◆ **Activity**: The whole of the data is to be returned without a single change.

◆ **Stored dataset items**:
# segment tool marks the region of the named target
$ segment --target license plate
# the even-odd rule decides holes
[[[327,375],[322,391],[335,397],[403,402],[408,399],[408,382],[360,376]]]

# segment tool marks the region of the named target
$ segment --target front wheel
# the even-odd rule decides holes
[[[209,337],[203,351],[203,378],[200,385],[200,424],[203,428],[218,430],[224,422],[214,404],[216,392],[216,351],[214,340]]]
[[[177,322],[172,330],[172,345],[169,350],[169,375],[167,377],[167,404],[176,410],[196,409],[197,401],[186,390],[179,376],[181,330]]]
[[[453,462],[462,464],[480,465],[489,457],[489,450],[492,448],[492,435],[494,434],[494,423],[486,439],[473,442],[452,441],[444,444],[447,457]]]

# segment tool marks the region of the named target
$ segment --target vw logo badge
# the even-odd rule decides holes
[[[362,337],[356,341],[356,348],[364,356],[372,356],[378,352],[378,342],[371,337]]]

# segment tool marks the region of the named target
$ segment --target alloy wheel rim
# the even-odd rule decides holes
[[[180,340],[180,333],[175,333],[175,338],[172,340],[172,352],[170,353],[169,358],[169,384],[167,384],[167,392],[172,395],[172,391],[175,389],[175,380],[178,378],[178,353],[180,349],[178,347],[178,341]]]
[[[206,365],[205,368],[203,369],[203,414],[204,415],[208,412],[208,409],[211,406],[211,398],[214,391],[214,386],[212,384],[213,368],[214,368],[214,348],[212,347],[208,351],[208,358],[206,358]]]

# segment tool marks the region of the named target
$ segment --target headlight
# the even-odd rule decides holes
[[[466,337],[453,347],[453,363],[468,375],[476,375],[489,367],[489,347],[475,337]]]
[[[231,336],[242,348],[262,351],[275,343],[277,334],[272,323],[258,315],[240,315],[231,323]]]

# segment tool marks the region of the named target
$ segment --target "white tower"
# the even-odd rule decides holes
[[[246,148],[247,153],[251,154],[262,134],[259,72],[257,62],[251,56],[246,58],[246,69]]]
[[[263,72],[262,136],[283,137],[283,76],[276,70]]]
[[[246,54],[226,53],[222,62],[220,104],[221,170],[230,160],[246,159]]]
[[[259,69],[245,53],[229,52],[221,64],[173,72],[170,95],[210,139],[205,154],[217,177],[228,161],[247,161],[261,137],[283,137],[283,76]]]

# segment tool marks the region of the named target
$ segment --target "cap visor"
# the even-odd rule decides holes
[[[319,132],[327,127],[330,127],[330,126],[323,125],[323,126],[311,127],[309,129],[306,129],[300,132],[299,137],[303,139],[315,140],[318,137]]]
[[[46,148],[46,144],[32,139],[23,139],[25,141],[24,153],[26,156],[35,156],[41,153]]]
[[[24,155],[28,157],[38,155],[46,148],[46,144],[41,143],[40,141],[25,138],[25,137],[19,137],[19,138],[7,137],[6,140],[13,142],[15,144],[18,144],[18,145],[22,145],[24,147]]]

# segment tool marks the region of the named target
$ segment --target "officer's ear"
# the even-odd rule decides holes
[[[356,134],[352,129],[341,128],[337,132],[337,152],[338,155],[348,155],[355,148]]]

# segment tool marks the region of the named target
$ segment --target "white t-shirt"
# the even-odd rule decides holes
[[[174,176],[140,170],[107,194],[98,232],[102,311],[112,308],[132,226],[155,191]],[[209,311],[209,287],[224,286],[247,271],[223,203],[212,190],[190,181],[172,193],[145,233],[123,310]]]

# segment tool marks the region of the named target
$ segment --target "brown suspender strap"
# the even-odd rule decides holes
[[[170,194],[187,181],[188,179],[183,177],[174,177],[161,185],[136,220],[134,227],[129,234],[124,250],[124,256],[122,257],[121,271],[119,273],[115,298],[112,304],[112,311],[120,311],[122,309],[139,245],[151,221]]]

◆ **Task response**:
# segment tool marks the region of the named target
$ segment --target license plate
# the even-odd rule decides holes
[[[327,375],[322,391],[335,397],[403,402],[408,399],[408,382],[360,376]]]

# segment tool marks the region of the named target
$ segment --target front wheel
# the even-odd rule decides holes
[[[209,337],[203,351],[203,378],[200,385],[200,424],[203,428],[218,430],[224,422],[214,404],[216,392],[216,351],[214,340]]]
[[[177,322],[172,330],[172,345],[169,350],[169,375],[167,377],[167,404],[176,410],[196,409],[197,401],[186,390],[179,376],[181,330]]]
[[[453,462],[462,464],[480,465],[489,457],[489,450],[492,448],[492,435],[494,434],[494,423],[486,439],[473,442],[452,441],[444,444],[447,457]]]

# segment tool marks the region of the named target
$ segment --target vw logo badge
# the even-odd rule decides holes
[[[362,337],[356,341],[356,348],[364,356],[372,356],[378,352],[378,342],[371,337]]]

# segment tool marks the region of the named target
$ segment --target alloy wheel rim
# the even-odd rule decides holes
[[[180,340],[180,333],[175,333],[175,338],[172,340],[172,352],[170,353],[169,358],[169,384],[167,384],[167,392],[172,395],[172,391],[175,389],[175,380],[178,378],[178,353],[180,349],[178,347],[178,341]]]
[[[206,365],[205,368],[203,369],[203,414],[204,415],[208,412],[208,409],[211,406],[211,398],[214,391],[214,386],[212,384],[213,368],[214,368],[214,348],[212,347],[208,351],[208,358],[206,358]]]

# segment tool marks the region of the named target
$ segment --target headlight
# the even-odd rule decides holes
[[[466,337],[453,347],[453,363],[468,375],[476,375],[489,367],[489,347],[475,337]]]
[[[231,336],[242,348],[262,351],[275,343],[277,334],[272,323],[258,315],[240,315],[231,323]]]

# segment tool marks the region of the named target
$ segment --target "white tower"
# the even-odd rule decides holes
[[[246,148],[247,153],[251,154],[262,134],[259,72],[257,62],[251,56],[246,58],[246,69]]]
[[[263,72],[262,136],[283,137],[283,76],[276,70]]]
[[[246,54],[226,53],[222,62],[220,104],[221,170],[230,160],[246,159]]]
[[[259,69],[245,53],[229,52],[221,64],[173,72],[170,95],[210,139],[205,154],[217,177],[228,161],[247,161],[261,137],[283,137],[283,76]]]

# segment tool marks the region of the named target
$ segment --target "cap visor"
# the even-odd rule decides holes
[[[319,132],[327,127],[330,127],[330,126],[323,125],[323,126],[311,127],[309,129],[306,129],[300,132],[299,137],[303,139],[315,140],[318,137]]]
[[[46,148],[46,144],[32,139],[23,139],[25,141],[24,153],[26,156],[35,156],[41,153]]]
[[[24,155],[28,157],[38,155],[46,148],[46,144],[41,143],[40,141],[25,138],[25,137],[19,137],[19,138],[7,137],[6,140],[13,142],[15,144],[18,144],[18,145],[22,145],[24,147]]]

# segment tool marks the region of the named target
$ segment --target "officer's ear"
# the even-odd rule decides holes
[[[356,134],[352,129],[341,128],[337,132],[337,152],[338,155],[348,155],[355,148]]]

# segment tool marks the region of the named target
$ segment --target "white t-shirt"
# the even-odd rule decides holes
[[[174,176],[140,170],[107,194],[98,232],[102,311],[112,308],[132,226],[155,191]],[[209,311],[209,287],[224,286],[247,271],[223,203],[212,190],[190,181],[172,193],[145,233],[123,310]]]

# segment tool marks the region of the named target
$ segment --target "brown suspender strap"
# the even-odd rule decides holes
[[[170,194],[187,181],[188,179],[183,177],[174,177],[161,185],[136,220],[134,227],[129,234],[124,250],[124,256],[122,257],[121,271],[119,273],[115,298],[112,304],[112,311],[120,311],[122,309],[139,245],[151,221]]]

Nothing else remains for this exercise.